== Given passage

Becoming a digital nomad – dropping your daily routine to travel while working remotely­­­ – was supposed to be about cheap living and out-of-the-box adventure. Years after the trend caught on, its original purpose seems to have gotten lost. People are shelling out thousands to work all over the world in expensive, homogenous culture bubbles.

Since Remote Year launched in 2014, numerous pricey programs have cropped up to facilitate work/travel for the gainfully employed, including WiFi Tribe, WiFly Nomad, Hacker Paradise and WeRoam. They charge (usually young) professionals to work in “breathtaking” locations around the globe for roughly $2,000 per month… or more.

The Nomad Cruise costs €2,000 for 13 days of “networking”, keynotes, talent shows and yoga classes. Unsettled hosts happy hours and “urban scavenger hunts” for $4,000 monthly. And don’t worry, there’s wi-fi on the Trans-Siberian "Nomad Train”, but day trips cost extra.

These lavish perks are intriguing, but are they conducive to working? Furthermore, do they offer authentic experiences in travel destinations? Places like Canggu, Indonesia are rapidly gentrifying due to the digital nomad trend, and trip participants have noted a troubling lack of diversity in their groups. With the 'cheap' and the 'out-of-the-box' elements removed from commercialized digital nomadism, what’s left?

====
== Provided material

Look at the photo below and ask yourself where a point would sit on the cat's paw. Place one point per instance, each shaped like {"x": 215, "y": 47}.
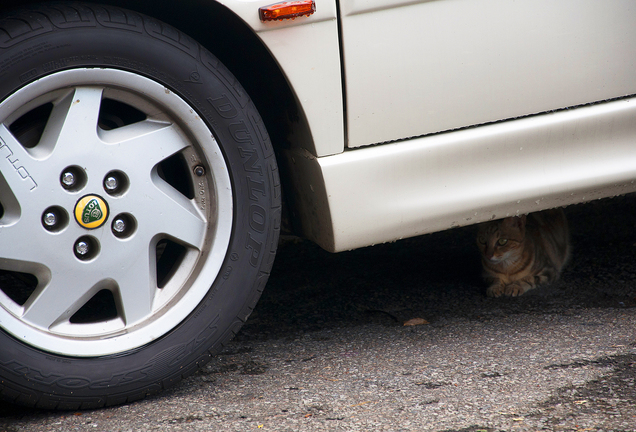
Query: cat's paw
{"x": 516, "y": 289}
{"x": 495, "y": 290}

====

Brief A. According to the digital nomad passage, in what year did Remote Year launch?
Brief B. Please write out the digital nomad passage between "Since Remote Year" and "trips cost extra.", inclusive.

Solution A. 2014

Solution B.
Since Remote Year launched in 2014, numerous pricey programs have cropped up to facilitate work/travel for the gainfully employed, including WiFi Tribe, WiFly Nomad, Hacker Paradise and WeRoam. They charge (usually young) professionals to work in “breathtaking” locations around the globe for roughly $2,000 per month… or more.

The Nomad Cruise costs €2,000 for 13 days of “networking”, keynotes, talent shows and yoga classes. Unsettled hosts happy hours and “urban scavenger hunts” for $4,000 monthly. And don’t worry, there’s wi-fi on the Trans-Siberian "Nomad Train”, but day trips cost extra.